Exercise objective
Scan the records for the word "white". Return each line where it is found.

Data supplied
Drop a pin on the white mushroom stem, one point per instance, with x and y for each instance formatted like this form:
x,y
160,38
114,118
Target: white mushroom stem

Your solution
Drop a pin on the white mushroom stem, one point per instance, with x and y for each instance formatted like this form:
Target: white mushroom stem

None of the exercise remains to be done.